Instructions for the task:
Reproduce every line of the entries below, replacing "benchmark" with "evaluation" wherever it occurs and leaving everything else unchanged.

Given data:
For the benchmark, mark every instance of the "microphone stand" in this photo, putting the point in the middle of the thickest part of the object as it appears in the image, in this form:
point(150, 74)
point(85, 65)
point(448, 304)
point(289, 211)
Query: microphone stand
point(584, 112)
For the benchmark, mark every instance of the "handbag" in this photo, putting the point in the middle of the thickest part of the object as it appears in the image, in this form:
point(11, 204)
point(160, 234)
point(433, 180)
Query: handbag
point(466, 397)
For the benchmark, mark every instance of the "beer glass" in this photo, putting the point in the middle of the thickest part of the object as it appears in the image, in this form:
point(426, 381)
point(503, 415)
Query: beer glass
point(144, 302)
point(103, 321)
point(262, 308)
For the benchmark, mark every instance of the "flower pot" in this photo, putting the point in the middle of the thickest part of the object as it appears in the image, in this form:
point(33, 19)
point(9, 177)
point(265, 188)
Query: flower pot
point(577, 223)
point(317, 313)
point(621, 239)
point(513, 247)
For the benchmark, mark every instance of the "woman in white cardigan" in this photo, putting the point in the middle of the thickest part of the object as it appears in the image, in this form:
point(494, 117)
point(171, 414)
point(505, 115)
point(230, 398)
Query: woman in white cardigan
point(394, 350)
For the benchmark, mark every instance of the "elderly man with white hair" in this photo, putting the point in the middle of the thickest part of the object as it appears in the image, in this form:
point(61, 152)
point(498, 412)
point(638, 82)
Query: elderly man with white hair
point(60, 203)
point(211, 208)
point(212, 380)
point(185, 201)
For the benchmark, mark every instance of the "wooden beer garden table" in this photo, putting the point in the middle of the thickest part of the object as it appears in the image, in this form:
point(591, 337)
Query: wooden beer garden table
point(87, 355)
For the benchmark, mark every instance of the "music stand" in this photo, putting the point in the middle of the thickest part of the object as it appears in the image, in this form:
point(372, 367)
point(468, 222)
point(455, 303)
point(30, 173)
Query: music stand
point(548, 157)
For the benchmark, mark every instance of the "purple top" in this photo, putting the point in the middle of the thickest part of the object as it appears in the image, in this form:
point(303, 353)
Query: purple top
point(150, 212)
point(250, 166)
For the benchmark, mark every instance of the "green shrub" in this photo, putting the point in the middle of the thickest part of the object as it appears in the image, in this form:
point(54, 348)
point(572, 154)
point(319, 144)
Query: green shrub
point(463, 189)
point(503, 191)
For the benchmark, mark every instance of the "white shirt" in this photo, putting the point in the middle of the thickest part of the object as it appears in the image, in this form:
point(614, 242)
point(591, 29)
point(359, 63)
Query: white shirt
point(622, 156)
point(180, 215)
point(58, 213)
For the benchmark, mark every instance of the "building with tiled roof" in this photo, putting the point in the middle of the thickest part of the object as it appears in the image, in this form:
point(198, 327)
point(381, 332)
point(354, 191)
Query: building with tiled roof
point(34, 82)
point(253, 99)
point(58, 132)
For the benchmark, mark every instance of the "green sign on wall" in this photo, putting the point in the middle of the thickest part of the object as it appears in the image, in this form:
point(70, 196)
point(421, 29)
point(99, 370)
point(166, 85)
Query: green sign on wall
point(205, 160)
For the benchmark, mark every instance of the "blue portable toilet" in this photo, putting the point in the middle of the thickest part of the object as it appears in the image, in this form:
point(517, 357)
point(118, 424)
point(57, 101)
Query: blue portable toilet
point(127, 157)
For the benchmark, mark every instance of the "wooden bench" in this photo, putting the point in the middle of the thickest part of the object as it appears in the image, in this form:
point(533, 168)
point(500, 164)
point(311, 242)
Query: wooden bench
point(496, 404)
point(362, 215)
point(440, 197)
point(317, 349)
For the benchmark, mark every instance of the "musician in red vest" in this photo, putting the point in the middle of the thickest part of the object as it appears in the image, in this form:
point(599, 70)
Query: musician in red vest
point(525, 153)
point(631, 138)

Exercise result:
For the evaluation, mark every instance of the "microphone stand" in this photo, putting the point in the middle of the thickest part of the object as it appears in the image, in this form:
point(150, 74)
point(85, 65)
point(448, 304)
point(289, 211)
Query: microphone stand
point(584, 112)
For the evaluation, mark every instance of the "handbag" in this photo, putting the point in the middle of the thickest part of the object as it appears in the image, in this form:
point(11, 204)
point(160, 234)
point(433, 180)
Query: handbag
point(466, 397)
For the evaluation, mark every instance of the "beer glass" in this photo, putting the point in the middle of the thickest part of the object as it appears in the image, in this form:
point(426, 381)
point(503, 415)
Query: beer glass
point(144, 302)
point(103, 321)
point(262, 308)
For the evaluation, mark every instance of the "flower pot" in this photo, putting the point in the middle of the thickest part of the object as it appears in the image, in this form:
point(33, 19)
point(9, 177)
point(265, 188)
Query: flower pot
point(577, 223)
point(317, 313)
point(621, 239)
point(513, 247)
For the evaluation, mark every instance of the "woman in white cardigan" in this photo, putting the point in the middle of the thickest part of the object as it appears in the image, in this form:
point(494, 117)
point(171, 414)
point(505, 115)
point(230, 398)
Query: woman in white cardigan
point(394, 350)
For the evaluation, mark every instance of the "elderly man with white hair" in this photo, putting the point in the middle of the thickest part of the object as it appears in the image, in this form:
point(61, 152)
point(498, 412)
point(638, 82)
Query: elderly man with white hair
point(60, 203)
point(211, 208)
point(212, 380)
point(185, 201)
For the evaluation, mark every instance of the "wooden beer garden table" in this photo, putting the point in the middle of the thickest part of the object as it appears in the image, in this form:
point(591, 337)
Query: wooden beer garden table
point(87, 355)
For the evaluation, mark every instance of the "music stand" in this photo, putting the point in the middle of the thickest part of the object as it appears in the image, in this form:
point(372, 367)
point(468, 222)
point(455, 303)
point(30, 173)
Query: music stand
point(548, 157)
For the evaluation, mark every instance of the "purple top" in this photo, putting the point in the middle of the thickest part of the object as it appears in the image, in this form:
point(303, 353)
Query: purple top
point(150, 212)
point(250, 166)
For the evaluation, mark every instance of the "green shrub" in this photo, putting the point in the middle of the thickest part of the object as it appears in the image, in this form:
point(54, 348)
point(572, 154)
point(319, 144)
Query: green shrub
point(463, 189)
point(503, 191)
For the evaluation, mark every instance of the "white shirt" in this photo, putting the point in the middle of the thickest part of the object as it appears in the image, in this form:
point(614, 242)
point(591, 29)
point(359, 63)
Query: white shirt
point(622, 156)
point(180, 215)
point(58, 213)
For the evaluation, mark every instance of the "building with tiled roof" in this photo, putting the point in the middle of the thickest part of the object as it appears in the image, in this form:
point(198, 327)
point(381, 332)
point(354, 191)
Query: building with tiled roof
point(34, 82)
point(253, 99)
point(58, 132)
For the evaluation, mark every instance of the "green sign on wall" in this photo, putting the point in the middle of the thickest part of the object as it appears in the image, in this form:
point(70, 196)
point(421, 29)
point(99, 370)
point(166, 85)
Query: green sign on wall
point(205, 160)
For the evaluation, mark every instance of the "blue portable toilet" in this photo, putting the point in the middle of the thickest part of the object as it appears in the image, in this form:
point(517, 357)
point(118, 424)
point(57, 101)
Query: blue portable toilet
point(127, 157)
For the evaluation, mark every instance of the "wooden bench" in this photo, putting the point in the middle of the thickest part of the object as it appears in the image, in this form:
point(533, 168)
point(500, 164)
point(311, 242)
Query: wooden bench
point(496, 404)
point(362, 215)
point(440, 197)
point(317, 349)
For the evaluation, mark every instance of the "musician in red vest" in this photo, putting the point in the middle of the thickest part of the object as it appears in the image, in this form:
point(599, 70)
Query: musician in red vest
point(525, 153)
point(631, 138)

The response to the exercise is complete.